§ **THE PROBLEM**:
Take the line that contains "form: x=302 y=120." as the first and the last line of the material as the final one; set down exactly the lines in that span.

§ **SUPPLIED DATA**:

= = =

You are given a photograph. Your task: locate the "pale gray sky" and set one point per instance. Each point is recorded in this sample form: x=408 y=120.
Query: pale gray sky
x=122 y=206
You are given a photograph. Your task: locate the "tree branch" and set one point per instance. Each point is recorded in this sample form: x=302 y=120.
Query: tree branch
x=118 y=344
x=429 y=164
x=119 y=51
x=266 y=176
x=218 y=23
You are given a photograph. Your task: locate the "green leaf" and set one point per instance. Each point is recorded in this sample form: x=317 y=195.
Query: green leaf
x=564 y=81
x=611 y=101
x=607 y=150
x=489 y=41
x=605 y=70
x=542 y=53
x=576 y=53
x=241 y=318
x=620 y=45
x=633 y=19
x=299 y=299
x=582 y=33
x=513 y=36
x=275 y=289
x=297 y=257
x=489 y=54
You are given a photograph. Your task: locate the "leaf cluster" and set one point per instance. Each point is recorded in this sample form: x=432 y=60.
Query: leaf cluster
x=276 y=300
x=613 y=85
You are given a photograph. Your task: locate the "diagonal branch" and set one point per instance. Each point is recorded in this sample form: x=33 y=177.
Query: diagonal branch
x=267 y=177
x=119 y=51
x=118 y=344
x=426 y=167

= = =

§ **THE REPLY**:
You are given a photograph. Your task: locate the "tree branch" and set one point per instance. Each point is recorded in this sample form: x=302 y=120.
Query: tree branch
x=118 y=344
x=429 y=164
x=119 y=51
x=266 y=176
x=218 y=23
You are given a photograph. Your task: locate the "green leaf" and set one point per instance. Each point is recorded in this sample form: x=317 y=195.
Query: green leaf
x=564 y=81
x=611 y=101
x=607 y=150
x=489 y=41
x=605 y=70
x=542 y=53
x=576 y=53
x=241 y=318
x=620 y=45
x=633 y=19
x=299 y=299
x=582 y=33
x=513 y=36
x=275 y=289
x=297 y=257
x=489 y=54
You are given a photograph. Your task: locate the "leaf cluster" and set one point per instance. Each point is recorded in this sample form: x=432 y=60.
Query: leaf cluster
x=276 y=300
x=613 y=85
You are given a photograph. Your task: locate the "diagonal branch" and set one point per instance. Each point is recorded in this sample form: x=33 y=177.
Query: diagonal branch
x=267 y=177
x=119 y=51
x=118 y=344
x=426 y=167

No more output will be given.